> **Task details**
Reproduce the passage of the tech news roundup below from "- Microsoft is" to "starts this weekend.", word for word.

===== Page extract

That was just yesterday. Spotify is already moving its payment processing away from Apple, and Patreon plans to do the same.
Tech News
- Redis is open source again. (Antirez)
Redis tried shifting to a have-your-eat-and-cake-it-too license that nobody liked, and spawned a veritable forest of forks.
It's back under AGPL now, which is fine for most uses.
- The House of Representatives has voted to nuke California. (CBS)
Starting with California's plan to ban new gas-powered vehicles starting in 2035, and proceeding until California stops being stupid.
- Microsoft is making accounts passwordless by default going forward, moving to newer and less secure methods. (Microsoft)
Like locally caching the passwords of remote machines and letting you log in if the local copy is right even if the remote one has changed.
- Polygon, a gaming news website that everyone forgot within a year of its creation, has been sold off to a content farm upstate. (Kotaku)
Polygon was bad from the beginning, and has been insufferable for years. Pretty much everyone was laid off.
Kotaku is next.
- Meta's Reality Labs lost $4.2 billion in its first quarter. (CNBC)
Doing what?!
Reality Labs doesn't seem to do anything except bleed cache cash.
- Phase Connect has gathered in Clio Aite, Marimari_EN, and Sleepy into a new Invaders generation starting this weekend.
Pippa can't stop winning.
- Also, ENReco stage 2 starts this weekend.

==========
===== Given data

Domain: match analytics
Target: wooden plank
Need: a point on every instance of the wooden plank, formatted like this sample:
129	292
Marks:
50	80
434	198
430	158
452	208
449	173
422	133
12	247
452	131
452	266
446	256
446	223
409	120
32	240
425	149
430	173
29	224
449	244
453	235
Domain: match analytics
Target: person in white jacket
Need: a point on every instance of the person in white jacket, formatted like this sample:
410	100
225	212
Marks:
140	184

==========

> **Result of the exercise**
- Microsoft is making accounts passwordless by default going forward, moving to newer and less secure methods. (Microsoft)
Like locally caching the passwords of remote machines and letting you log in if the local copy is right even if the remote one has changed.
- Polygon, a gaming news website that everyone forgot within a year of its creation, has been sold off to a content farm upstate. (Kotaku)
Polygon was bad from the beginning, and has been insufferable for years. Pretty much everyone was laid off.
Kotaku is next.
- Meta's Reality Labs lost $4.2 billion in its first quarter. (CNBC)
Doing what?!
Reality Labs doesn't seem to do anything except bleed cache cash.
- Phase Connect has gathered in Clio Aite, Marimari_EN, and Sleepy into a new Invaders generation starting this weekend.
Pippa can't stop winning.
- Also, ENReco stage 2 starts this weekend.